*Task objective*
Reproduce the line containing "Query: metal edge of counter" and every line after it through the end of the records. Include nothing else.

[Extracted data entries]
※

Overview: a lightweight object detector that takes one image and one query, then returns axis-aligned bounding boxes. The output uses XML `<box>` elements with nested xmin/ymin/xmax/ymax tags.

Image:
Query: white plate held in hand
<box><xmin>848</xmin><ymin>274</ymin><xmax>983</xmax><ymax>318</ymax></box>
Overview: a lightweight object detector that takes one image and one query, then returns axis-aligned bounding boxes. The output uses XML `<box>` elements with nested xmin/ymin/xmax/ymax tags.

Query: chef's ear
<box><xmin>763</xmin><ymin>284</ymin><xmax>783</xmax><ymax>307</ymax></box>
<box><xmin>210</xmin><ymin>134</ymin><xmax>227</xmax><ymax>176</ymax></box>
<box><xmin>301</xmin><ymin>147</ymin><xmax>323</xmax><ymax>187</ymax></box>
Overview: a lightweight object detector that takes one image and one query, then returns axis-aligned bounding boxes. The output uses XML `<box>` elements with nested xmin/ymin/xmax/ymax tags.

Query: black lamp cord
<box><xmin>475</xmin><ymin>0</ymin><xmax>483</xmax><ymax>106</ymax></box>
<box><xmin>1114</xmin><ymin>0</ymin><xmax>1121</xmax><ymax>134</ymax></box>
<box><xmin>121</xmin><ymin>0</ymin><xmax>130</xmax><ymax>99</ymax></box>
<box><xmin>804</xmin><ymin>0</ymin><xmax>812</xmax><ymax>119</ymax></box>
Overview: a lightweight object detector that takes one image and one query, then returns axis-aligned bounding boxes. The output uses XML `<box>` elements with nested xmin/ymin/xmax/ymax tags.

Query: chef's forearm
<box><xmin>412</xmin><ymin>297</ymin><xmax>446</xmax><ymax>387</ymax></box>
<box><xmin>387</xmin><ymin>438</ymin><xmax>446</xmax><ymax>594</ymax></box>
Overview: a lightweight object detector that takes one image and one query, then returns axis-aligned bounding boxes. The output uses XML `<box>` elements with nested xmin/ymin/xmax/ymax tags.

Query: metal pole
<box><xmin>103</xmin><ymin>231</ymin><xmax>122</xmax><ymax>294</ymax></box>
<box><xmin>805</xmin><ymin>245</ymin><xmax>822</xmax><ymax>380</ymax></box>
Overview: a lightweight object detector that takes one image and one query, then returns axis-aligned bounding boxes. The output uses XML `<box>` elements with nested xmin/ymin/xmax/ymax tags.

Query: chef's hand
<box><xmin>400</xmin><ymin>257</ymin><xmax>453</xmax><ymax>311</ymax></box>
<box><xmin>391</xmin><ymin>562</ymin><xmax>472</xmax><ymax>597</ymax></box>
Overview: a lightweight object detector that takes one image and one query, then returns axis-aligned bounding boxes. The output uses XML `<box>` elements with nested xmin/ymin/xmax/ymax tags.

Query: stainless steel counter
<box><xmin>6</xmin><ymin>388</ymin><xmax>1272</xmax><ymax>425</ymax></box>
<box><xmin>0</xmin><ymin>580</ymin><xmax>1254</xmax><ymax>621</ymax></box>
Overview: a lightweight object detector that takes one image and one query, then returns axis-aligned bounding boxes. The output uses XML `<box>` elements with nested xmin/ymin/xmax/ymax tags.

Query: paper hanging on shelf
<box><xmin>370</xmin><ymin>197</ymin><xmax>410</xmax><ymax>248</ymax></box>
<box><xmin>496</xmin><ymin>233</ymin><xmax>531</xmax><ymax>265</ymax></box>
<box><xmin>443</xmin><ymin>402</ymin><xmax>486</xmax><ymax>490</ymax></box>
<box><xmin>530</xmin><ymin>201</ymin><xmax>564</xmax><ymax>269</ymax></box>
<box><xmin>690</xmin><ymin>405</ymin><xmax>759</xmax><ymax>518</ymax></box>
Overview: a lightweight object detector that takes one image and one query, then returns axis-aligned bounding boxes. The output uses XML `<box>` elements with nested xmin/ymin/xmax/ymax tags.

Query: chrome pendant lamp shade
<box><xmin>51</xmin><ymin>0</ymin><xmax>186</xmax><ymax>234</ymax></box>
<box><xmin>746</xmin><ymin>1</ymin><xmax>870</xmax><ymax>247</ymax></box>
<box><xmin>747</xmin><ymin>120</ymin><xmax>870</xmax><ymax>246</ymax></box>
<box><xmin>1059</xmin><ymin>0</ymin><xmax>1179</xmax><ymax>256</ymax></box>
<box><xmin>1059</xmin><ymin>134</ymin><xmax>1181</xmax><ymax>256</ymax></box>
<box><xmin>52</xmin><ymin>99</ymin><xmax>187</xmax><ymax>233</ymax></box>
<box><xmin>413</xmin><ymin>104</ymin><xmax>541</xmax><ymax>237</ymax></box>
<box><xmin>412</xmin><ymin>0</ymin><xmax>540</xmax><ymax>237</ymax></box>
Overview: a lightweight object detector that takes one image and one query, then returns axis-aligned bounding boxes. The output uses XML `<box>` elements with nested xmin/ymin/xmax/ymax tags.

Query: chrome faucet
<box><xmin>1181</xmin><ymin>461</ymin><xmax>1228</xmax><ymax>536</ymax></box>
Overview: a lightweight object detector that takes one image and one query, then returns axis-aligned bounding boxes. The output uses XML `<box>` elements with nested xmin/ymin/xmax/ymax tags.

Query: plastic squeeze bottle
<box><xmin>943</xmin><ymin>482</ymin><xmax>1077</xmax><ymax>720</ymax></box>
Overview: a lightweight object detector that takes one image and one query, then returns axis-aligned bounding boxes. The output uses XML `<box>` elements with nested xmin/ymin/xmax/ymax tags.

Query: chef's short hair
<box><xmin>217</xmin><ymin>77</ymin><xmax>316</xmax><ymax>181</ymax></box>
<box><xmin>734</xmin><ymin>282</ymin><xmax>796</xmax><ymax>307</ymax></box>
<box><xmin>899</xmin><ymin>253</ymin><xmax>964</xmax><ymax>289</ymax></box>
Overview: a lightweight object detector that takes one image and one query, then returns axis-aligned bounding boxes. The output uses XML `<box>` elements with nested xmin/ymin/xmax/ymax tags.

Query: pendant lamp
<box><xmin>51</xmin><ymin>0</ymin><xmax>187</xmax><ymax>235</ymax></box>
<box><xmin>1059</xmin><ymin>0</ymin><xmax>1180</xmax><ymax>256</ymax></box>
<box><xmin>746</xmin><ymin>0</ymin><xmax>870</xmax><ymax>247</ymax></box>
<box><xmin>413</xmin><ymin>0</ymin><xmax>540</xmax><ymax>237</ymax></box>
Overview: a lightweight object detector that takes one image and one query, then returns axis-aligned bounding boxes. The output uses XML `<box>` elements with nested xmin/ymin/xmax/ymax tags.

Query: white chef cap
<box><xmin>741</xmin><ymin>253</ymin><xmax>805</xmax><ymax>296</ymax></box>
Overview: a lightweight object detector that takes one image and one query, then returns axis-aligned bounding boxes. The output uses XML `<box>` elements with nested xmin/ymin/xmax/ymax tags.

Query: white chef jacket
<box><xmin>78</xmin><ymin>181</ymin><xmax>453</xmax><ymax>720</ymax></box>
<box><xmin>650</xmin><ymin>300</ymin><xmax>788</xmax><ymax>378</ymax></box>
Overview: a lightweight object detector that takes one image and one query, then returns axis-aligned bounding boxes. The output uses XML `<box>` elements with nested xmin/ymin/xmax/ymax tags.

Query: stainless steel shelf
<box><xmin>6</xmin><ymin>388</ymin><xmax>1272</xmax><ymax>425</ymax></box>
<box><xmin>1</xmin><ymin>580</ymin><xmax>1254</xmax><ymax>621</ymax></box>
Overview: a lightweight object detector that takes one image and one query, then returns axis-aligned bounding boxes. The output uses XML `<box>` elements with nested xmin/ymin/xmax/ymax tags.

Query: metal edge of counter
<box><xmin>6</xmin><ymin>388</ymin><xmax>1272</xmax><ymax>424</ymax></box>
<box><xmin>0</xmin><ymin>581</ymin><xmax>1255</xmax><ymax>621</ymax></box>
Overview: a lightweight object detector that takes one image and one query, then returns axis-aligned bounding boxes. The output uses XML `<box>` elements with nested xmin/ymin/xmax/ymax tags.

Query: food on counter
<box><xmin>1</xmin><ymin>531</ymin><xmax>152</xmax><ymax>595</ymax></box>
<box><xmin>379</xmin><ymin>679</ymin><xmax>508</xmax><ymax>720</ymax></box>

※

*Output of the task*
Query: metal edge of counter
<box><xmin>6</xmin><ymin>388</ymin><xmax>1272</xmax><ymax>424</ymax></box>
<box><xmin>0</xmin><ymin>581</ymin><xmax>1255</xmax><ymax>621</ymax></box>
Overview: a lightweight object detector that takes one image and one query, then returns axis-aligned bounding boxes. The output uses XML `<box>` elements with nested xmin/ymin/xmax/ymax tags.

Query: food on counter
<box><xmin>1</xmin><ymin>531</ymin><xmax>152</xmax><ymax>595</ymax></box>
<box><xmin>379</xmin><ymin>679</ymin><xmax>508</xmax><ymax>720</ymax></box>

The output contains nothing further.